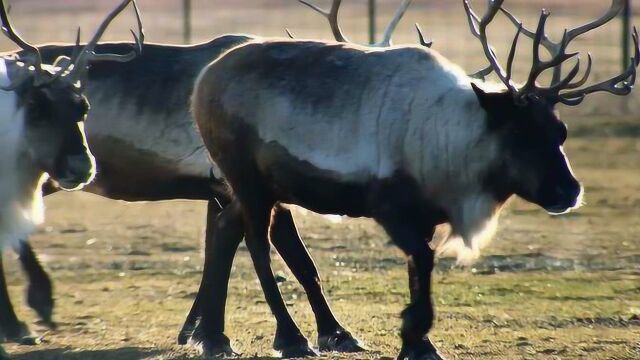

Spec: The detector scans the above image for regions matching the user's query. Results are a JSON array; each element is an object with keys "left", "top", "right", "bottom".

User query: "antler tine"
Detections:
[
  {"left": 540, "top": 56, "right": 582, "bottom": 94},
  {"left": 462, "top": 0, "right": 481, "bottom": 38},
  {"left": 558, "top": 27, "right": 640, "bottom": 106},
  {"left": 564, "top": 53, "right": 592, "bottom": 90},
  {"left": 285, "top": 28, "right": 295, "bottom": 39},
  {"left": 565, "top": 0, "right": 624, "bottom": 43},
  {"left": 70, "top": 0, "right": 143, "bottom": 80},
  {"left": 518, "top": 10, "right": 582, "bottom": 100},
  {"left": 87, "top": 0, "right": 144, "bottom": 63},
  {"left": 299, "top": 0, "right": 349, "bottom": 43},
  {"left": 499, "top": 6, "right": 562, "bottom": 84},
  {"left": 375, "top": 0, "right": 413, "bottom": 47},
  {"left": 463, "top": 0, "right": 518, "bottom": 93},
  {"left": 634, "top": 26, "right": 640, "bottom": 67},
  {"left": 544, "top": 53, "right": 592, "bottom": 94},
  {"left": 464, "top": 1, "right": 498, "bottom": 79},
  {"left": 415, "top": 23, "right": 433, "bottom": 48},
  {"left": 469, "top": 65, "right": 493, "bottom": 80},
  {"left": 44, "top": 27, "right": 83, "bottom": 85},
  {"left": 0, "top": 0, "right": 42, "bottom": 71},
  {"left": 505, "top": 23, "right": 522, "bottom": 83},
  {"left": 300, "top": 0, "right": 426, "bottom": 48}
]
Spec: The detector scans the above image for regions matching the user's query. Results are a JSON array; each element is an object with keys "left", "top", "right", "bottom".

☆ ☆ ☆

**What you will do:** Leave the pictures out and return each entry exactly.

**Answer space:**
Spec: The detector scans the above image for regions matching the user's query. Results are a JSON array; each element is an object with keys "left", "top", "right", "bottom".

User query: "antler tine"
Detections:
[
  {"left": 540, "top": 56, "right": 582, "bottom": 94},
  {"left": 462, "top": 0, "right": 481, "bottom": 38},
  {"left": 558, "top": 27, "right": 640, "bottom": 106},
  {"left": 564, "top": 53, "right": 592, "bottom": 90},
  {"left": 285, "top": 28, "right": 295, "bottom": 39},
  {"left": 565, "top": 0, "right": 624, "bottom": 43},
  {"left": 70, "top": 0, "right": 143, "bottom": 80},
  {"left": 518, "top": 10, "right": 582, "bottom": 100},
  {"left": 87, "top": 0, "right": 144, "bottom": 63},
  {"left": 299, "top": 0, "right": 349, "bottom": 43},
  {"left": 499, "top": 6, "right": 562, "bottom": 84},
  {"left": 375, "top": 0, "right": 413, "bottom": 47},
  {"left": 463, "top": 0, "right": 518, "bottom": 93},
  {"left": 634, "top": 26, "right": 640, "bottom": 67},
  {"left": 544, "top": 53, "right": 592, "bottom": 94},
  {"left": 464, "top": 1, "right": 498, "bottom": 79},
  {"left": 415, "top": 23, "right": 433, "bottom": 48},
  {"left": 469, "top": 65, "right": 493, "bottom": 80},
  {"left": 44, "top": 27, "right": 83, "bottom": 85},
  {"left": 0, "top": 0, "right": 42, "bottom": 71},
  {"left": 505, "top": 23, "right": 522, "bottom": 83},
  {"left": 300, "top": 0, "right": 426, "bottom": 48}
]
Spec: The detector scans the above image for regions matching the user's query. Results are a JSON array; each element is an object with keys "left", "top", "right", "bottom".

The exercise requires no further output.